Task prompt: How many lines in the items below contain the word "boat"? Reply with the number alone.

======

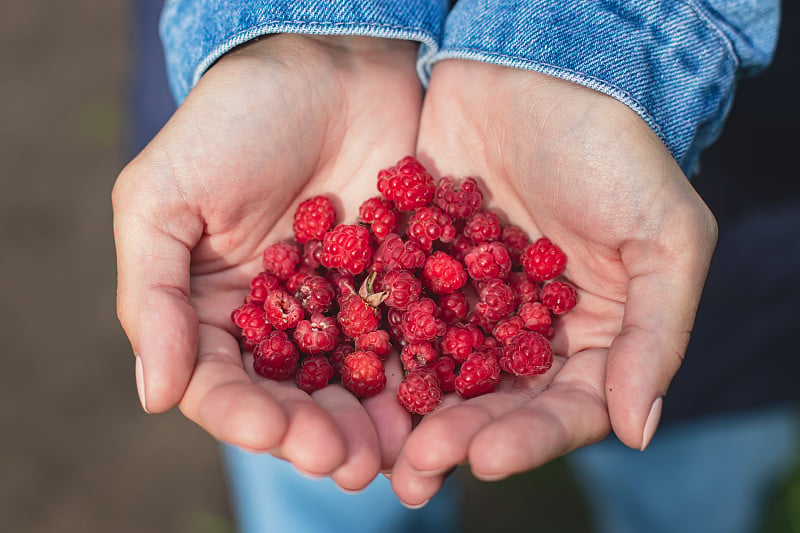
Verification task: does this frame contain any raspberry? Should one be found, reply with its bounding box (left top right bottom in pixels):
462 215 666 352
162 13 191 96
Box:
378 270 422 310
372 233 425 272
358 196 400 242
341 350 386 398
378 156 436 211
295 274 336 314
464 211 500 244
319 224 372 275
500 330 553 376
406 207 456 252
433 176 483 218
262 242 300 281
402 298 447 342
400 341 439 372
295 355 333 394
231 303 272 347
264 289 305 330
397 368 444 415
253 330 300 381
455 352 500 398
422 252 467 294
292 196 336 244
520 237 567 281
464 241 511 281
294 313 339 355
440 324 483 363
539 281 578 315
336 293 380 339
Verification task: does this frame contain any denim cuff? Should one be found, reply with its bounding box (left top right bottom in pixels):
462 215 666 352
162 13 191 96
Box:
434 0 778 176
160 0 447 102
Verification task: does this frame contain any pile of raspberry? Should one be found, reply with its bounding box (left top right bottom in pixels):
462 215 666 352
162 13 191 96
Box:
231 156 577 415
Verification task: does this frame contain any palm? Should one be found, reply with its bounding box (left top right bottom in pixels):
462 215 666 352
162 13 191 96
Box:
114 36 421 488
392 61 714 504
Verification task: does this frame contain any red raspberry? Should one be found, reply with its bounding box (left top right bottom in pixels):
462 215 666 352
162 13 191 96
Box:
433 176 483 218
464 241 511 281
295 274 336 314
455 352 500 398
520 237 567 281
356 329 392 361
292 196 336 244
372 233 425 272
264 289 305 330
422 252 467 294
231 303 272 347
439 291 467 324
439 324 483 363
464 211 500 244
294 313 339 355
500 330 553 376
253 330 300 381
336 293 380 339
400 341 439 372
262 242 300 281
406 207 456 252
397 368 444 415
358 196 400 242
319 224 372 275
402 298 447 342
244 272 281 305
341 350 386 398
539 281 578 315
295 355 333 394
378 156 436 211
378 270 422 310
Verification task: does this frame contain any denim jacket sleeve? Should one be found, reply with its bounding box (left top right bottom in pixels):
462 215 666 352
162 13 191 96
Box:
160 0 447 102
432 0 780 175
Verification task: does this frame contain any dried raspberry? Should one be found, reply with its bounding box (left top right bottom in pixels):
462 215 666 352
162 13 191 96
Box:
433 176 483 218
372 233 425 272
358 196 400 242
295 274 336 315
402 298 447 342
295 355 333 394
539 281 578 315
319 224 372 275
253 330 300 381
400 341 439 372
439 324 483 363
378 156 436 211
292 196 336 244
336 293 380 339
341 350 386 398
264 289 305 330
464 241 511 281
406 207 456 251
520 237 567 281
294 313 339 355
455 352 500 398
500 330 553 376
231 303 272 348
397 368 444 415
464 211 500 244
422 252 467 294
262 242 300 281
377 270 422 310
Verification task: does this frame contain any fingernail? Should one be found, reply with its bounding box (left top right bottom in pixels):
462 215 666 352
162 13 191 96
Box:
136 355 150 414
641 396 664 451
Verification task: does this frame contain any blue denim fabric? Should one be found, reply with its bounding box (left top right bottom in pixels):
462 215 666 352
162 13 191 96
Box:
434 0 780 175
161 0 447 102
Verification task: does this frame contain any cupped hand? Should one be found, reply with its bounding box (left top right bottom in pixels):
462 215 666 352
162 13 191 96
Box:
392 60 716 505
113 35 422 489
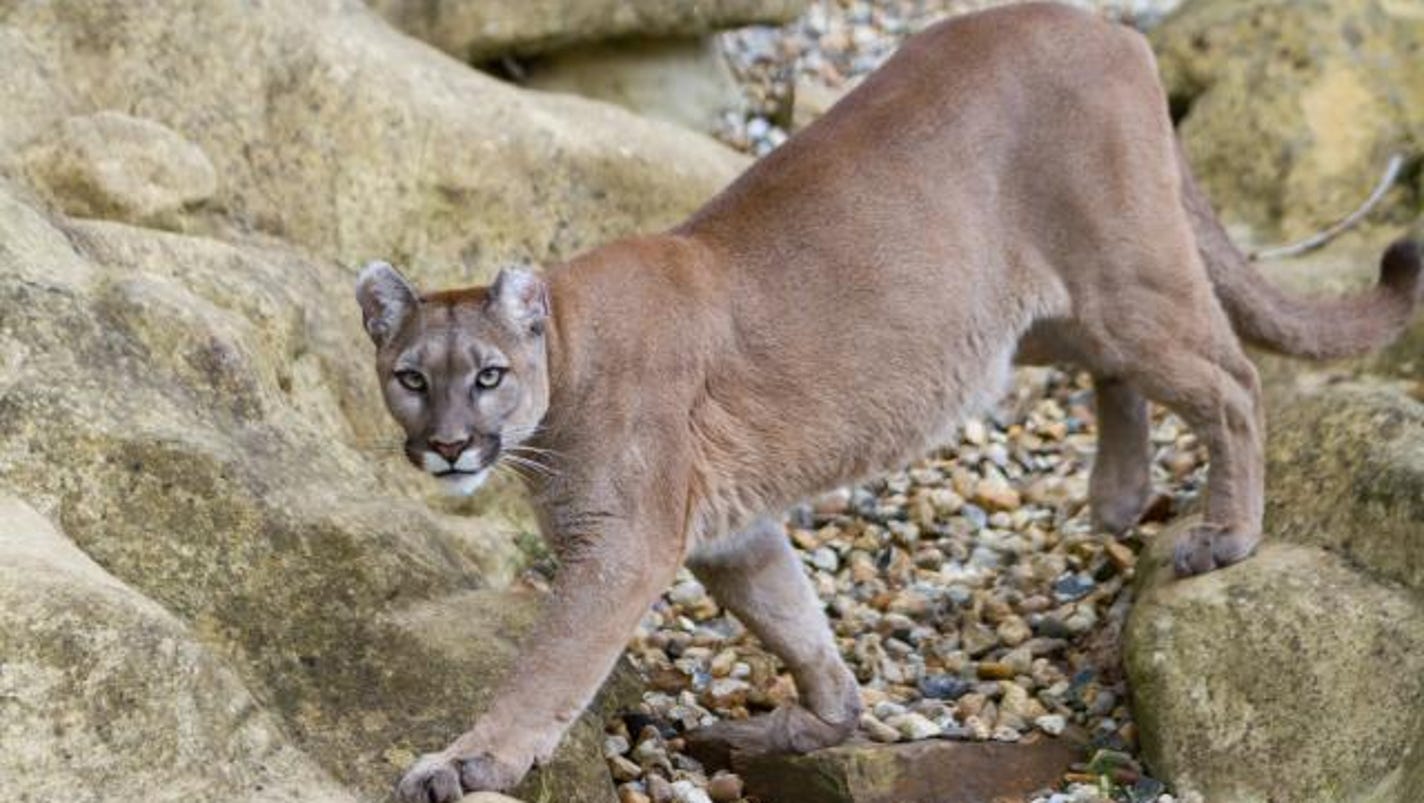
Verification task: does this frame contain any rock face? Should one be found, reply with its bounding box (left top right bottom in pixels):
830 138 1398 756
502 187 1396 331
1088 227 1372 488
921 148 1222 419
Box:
26 111 218 225
0 0 745 289
0 0 743 803
1125 384 1424 803
0 495 355 803
735 738 1082 803
370 0 806 61
1152 0 1424 236
525 37 746 132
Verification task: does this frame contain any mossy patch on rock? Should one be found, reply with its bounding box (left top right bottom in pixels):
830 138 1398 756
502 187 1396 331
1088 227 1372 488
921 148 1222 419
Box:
1151 0 1424 238
1124 521 1424 803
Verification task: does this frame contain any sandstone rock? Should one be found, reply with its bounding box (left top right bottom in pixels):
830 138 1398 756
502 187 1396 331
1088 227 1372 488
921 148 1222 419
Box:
1124 520 1424 803
1255 225 1424 384
525 37 746 134
0 494 355 802
0 0 743 803
370 0 806 61
26 111 218 225
1266 383 1424 591
0 0 745 289
733 738 1081 803
0 177 635 802
1152 0 1424 238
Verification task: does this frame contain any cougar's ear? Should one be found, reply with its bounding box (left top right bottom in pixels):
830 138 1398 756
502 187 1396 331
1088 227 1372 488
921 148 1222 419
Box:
488 268 548 335
356 262 419 346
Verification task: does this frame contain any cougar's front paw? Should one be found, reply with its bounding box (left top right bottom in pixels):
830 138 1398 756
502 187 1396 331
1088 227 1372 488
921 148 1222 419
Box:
396 753 528 803
1172 524 1260 577
396 753 464 803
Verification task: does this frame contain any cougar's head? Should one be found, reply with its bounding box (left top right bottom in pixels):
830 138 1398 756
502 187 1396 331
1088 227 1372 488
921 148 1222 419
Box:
356 262 548 494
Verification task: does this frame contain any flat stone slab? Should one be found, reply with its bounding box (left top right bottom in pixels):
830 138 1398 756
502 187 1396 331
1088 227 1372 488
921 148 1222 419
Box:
732 736 1082 803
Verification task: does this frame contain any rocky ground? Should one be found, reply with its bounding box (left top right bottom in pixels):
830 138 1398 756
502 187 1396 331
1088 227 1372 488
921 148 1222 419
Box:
0 0 1424 803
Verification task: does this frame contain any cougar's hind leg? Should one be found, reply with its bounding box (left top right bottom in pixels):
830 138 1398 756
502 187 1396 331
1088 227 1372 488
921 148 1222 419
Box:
677 520 860 765
1114 298 1265 577
1088 376 1152 534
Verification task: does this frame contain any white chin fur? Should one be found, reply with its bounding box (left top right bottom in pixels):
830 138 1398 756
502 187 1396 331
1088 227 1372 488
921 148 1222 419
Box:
440 468 490 497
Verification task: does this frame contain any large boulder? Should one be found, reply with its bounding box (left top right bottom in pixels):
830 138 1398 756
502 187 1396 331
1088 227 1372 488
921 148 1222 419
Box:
0 0 743 803
1152 0 1424 238
0 0 745 289
0 178 623 803
1124 383 1424 803
1124 530 1424 803
0 494 355 803
370 0 807 61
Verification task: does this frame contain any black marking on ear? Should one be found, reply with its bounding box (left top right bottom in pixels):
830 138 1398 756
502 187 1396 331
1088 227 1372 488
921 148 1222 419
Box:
487 268 548 335
356 262 420 346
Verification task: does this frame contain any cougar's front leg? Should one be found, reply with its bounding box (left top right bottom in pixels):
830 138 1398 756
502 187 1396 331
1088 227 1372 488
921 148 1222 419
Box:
1088 376 1152 534
688 520 860 763
396 501 682 803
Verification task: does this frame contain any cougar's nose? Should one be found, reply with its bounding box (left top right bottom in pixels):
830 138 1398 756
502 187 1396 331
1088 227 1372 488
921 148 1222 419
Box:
430 439 470 463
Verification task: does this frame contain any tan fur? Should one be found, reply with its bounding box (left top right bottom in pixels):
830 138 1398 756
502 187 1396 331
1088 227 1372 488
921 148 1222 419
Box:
360 4 1420 800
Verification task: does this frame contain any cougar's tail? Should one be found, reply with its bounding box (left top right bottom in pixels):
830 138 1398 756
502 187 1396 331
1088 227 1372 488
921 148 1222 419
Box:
1176 144 1424 360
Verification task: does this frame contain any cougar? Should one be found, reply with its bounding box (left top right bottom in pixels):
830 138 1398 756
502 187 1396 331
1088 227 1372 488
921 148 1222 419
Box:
357 3 1420 802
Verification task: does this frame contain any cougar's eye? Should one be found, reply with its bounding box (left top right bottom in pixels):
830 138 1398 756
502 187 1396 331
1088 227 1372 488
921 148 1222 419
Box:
474 367 506 390
396 370 426 393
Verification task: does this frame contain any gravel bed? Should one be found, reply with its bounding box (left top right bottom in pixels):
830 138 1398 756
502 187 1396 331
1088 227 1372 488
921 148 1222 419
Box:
605 369 1205 803
605 0 1184 803
718 0 1182 155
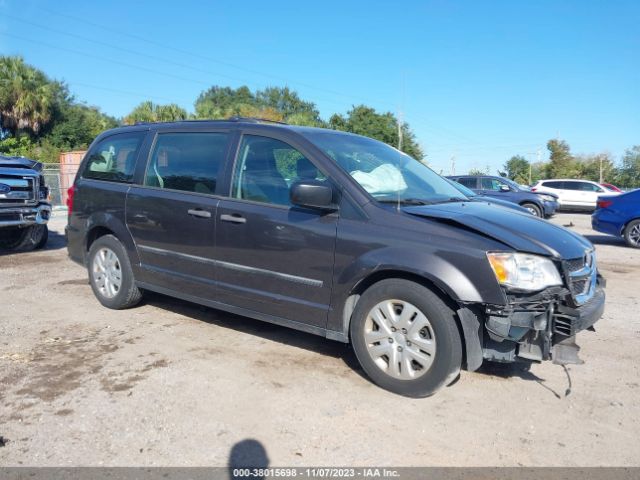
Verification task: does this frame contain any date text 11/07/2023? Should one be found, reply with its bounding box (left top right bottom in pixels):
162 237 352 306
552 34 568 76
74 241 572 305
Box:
232 467 400 478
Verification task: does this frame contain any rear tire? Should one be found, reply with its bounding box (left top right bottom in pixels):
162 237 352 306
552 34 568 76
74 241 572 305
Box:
87 235 142 310
521 202 542 218
624 219 640 248
350 279 462 398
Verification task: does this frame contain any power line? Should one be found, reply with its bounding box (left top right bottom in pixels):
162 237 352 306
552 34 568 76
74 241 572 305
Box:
25 7 483 144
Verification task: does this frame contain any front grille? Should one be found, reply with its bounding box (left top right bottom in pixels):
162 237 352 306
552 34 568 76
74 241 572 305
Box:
0 175 37 206
564 251 598 305
553 315 574 337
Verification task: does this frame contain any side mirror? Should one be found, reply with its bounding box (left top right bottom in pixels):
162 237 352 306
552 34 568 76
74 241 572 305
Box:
289 180 338 211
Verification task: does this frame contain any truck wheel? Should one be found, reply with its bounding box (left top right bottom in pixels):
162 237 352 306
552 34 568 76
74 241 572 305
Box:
624 219 640 248
521 202 542 217
87 235 142 310
350 279 462 398
0 225 49 252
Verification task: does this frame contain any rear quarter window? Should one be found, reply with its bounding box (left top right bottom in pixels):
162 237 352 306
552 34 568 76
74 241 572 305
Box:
82 132 146 183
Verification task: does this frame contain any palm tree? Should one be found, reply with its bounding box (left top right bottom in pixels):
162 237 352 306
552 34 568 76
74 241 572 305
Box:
0 56 60 135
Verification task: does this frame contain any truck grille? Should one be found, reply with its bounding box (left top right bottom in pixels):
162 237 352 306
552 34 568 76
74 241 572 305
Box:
0 175 37 206
564 250 598 305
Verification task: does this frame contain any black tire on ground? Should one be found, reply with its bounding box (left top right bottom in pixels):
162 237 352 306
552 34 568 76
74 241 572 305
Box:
350 279 462 398
624 219 640 248
87 235 142 310
521 202 542 217
0 225 49 252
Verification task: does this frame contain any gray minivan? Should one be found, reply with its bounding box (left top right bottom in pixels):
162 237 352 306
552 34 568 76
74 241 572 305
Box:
67 118 605 397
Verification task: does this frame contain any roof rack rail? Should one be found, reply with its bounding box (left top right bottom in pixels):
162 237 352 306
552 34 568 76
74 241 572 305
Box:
228 115 288 125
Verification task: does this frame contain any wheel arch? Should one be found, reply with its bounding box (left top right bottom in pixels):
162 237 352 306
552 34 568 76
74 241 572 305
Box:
83 213 140 265
343 269 482 370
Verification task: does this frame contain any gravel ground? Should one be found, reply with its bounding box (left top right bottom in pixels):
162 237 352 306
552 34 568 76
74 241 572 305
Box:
0 214 640 466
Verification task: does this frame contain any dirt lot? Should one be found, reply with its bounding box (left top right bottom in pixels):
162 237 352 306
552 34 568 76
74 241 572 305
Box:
0 214 640 466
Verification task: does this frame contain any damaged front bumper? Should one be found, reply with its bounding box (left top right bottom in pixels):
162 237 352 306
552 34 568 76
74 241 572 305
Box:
458 275 605 370
0 203 51 228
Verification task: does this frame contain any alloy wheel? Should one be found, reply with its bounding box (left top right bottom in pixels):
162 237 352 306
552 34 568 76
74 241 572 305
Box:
91 247 122 298
364 300 436 380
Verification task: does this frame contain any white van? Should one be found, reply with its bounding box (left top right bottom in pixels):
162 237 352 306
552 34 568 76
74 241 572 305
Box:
531 178 619 210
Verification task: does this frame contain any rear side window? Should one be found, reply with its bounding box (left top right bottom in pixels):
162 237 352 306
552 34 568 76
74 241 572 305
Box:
144 132 228 194
457 177 478 188
481 177 507 192
82 132 146 183
562 182 582 190
576 182 603 192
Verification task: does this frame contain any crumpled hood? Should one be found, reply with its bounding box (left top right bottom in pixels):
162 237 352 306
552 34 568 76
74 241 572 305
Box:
403 202 593 259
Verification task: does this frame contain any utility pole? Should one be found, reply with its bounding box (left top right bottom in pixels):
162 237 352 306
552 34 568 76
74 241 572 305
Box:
598 155 604 183
529 147 542 185
398 110 402 151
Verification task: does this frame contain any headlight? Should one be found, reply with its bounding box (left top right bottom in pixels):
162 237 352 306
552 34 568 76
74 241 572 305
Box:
487 252 562 292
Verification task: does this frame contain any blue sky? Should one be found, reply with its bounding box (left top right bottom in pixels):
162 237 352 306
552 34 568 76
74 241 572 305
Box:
0 0 640 174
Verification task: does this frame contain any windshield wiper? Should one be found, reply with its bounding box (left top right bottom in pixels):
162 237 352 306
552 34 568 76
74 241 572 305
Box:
432 197 469 203
376 198 433 205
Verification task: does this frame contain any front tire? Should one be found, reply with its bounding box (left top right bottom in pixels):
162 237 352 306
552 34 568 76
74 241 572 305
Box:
522 202 542 218
350 279 462 398
87 235 142 310
624 219 640 248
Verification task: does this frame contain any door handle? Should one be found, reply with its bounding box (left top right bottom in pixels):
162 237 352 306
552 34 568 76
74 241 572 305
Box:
220 213 247 223
187 208 211 218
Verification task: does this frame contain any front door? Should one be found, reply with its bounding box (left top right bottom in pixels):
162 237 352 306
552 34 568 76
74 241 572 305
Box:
126 132 229 299
216 135 338 328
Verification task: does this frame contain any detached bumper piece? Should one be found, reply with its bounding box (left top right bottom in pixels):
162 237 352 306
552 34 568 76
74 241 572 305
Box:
482 279 605 365
0 204 51 227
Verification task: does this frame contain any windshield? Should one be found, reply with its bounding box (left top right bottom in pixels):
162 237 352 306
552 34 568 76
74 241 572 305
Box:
303 130 468 204
500 177 529 191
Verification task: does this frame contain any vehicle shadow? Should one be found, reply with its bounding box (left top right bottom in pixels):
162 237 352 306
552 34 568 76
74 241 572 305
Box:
227 438 269 479
0 230 67 257
584 234 627 247
144 292 370 381
474 362 571 399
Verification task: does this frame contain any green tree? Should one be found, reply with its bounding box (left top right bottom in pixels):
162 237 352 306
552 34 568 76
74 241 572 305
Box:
546 139 577 178
575 153 616 182
195 86 259 119
503 155 531 185
329 105 424 160
0 56 65 136
615 145 640 188
255 87 320 125
124 101 189 125
46 103 118 149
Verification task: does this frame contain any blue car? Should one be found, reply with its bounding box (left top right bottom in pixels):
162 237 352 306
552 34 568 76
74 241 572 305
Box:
591 189 640 248
447 175 559 218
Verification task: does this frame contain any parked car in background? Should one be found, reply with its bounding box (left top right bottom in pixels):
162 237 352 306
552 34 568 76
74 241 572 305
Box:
531 178 617 210
0 155 51 251
600 183 623 193
446 178 531 214
447 175 558 217
66 118 605 397
591 189 640 248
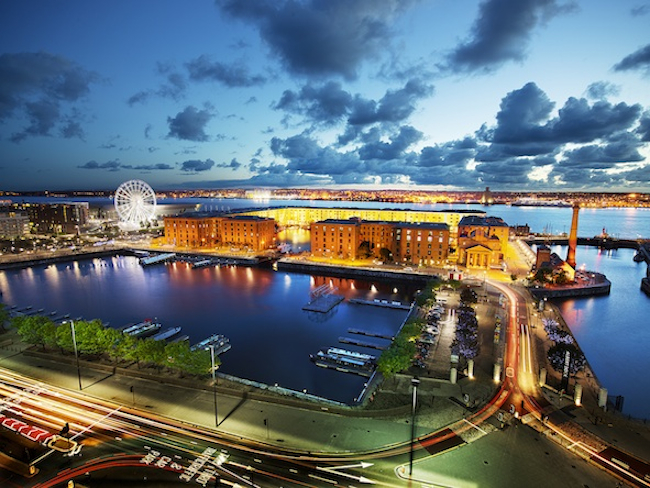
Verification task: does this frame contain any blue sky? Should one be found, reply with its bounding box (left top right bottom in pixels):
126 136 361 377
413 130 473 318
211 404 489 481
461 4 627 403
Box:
0 0 650 192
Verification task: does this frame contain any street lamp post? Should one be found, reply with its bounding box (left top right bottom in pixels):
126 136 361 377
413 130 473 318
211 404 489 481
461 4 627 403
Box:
409 376 420 478
64 320 81 391
210 344 219 427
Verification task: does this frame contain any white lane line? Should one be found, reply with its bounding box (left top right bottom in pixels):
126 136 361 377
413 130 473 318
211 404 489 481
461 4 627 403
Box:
70 407 122 440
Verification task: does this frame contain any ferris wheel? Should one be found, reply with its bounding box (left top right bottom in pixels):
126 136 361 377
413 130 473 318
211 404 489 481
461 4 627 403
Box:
115 180 156 227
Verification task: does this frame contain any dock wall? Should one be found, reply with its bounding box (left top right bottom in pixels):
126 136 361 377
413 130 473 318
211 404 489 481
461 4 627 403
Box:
277 259 437 284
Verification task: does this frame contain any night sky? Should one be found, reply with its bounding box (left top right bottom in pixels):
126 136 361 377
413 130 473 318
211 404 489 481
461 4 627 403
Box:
0 0 650 192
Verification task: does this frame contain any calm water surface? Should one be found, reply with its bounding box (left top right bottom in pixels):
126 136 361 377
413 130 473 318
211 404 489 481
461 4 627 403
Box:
0 256 414 402
552 246 650 419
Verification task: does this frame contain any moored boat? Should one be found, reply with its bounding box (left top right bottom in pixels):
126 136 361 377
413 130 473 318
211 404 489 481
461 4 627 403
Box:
152 325 181 341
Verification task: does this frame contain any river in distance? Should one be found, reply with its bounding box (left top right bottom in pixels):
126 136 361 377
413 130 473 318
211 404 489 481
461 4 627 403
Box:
0 256 416 403
5 194 650 418
551 246 650 419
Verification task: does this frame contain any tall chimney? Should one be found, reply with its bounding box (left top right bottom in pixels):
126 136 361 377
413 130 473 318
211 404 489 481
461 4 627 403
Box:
566 203 580 269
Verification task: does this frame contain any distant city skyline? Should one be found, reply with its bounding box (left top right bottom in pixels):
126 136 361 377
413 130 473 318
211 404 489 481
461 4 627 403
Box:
0 0 650 192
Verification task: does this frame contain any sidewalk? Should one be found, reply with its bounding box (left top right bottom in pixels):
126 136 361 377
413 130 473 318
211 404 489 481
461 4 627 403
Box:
0 332 476 453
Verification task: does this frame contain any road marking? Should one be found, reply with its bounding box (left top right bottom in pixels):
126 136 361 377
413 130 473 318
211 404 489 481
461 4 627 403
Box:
309 474 338 485
463 419 487 435
70 407 122 441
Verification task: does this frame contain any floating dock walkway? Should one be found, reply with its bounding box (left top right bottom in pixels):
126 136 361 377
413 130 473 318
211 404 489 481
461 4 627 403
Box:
302 294 345 313
339 337 386 351
140 252 176 266
350 298 411 310
348 329 395 341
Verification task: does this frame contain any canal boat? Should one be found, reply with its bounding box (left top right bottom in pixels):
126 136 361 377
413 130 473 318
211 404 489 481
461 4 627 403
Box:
152 325 181 341
190 334 232 355
122 319 162 337
309 348 375 377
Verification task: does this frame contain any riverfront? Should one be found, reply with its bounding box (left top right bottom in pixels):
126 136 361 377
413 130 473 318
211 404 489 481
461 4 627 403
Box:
0 256 416 403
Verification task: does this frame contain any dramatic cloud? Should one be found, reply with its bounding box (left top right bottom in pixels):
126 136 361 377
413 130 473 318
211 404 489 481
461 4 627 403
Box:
614 44 650 74
122 163 174 171
480 83 642 147
348 79 433 125
167 105 213 142
0 52 98 142
186 55 266 88
274 79 433 139
586 81 621 100
217 0 413 79
359 125 422 160
77 160 121 171
217 158 241 171
127 63 187 106
181 159 214 173
274 81 352 125
444 0 574 72
256 83 650 190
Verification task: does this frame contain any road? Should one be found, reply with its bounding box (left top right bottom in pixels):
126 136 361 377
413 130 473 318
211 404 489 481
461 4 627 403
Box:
0 282 650 488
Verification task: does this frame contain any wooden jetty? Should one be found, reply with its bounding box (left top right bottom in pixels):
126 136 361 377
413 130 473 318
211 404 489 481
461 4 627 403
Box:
339 337 386 351
348 328 395 341
350 298 411 310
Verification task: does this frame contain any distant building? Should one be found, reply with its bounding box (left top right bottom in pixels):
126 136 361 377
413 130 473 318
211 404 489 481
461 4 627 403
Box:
481 186 494 205
310 217 449 265
532 244 576 283
0 207 29 239
22 202 89 234
164 213 221 248
458 216 510 269
164 213 276 252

======

Exercise response: 2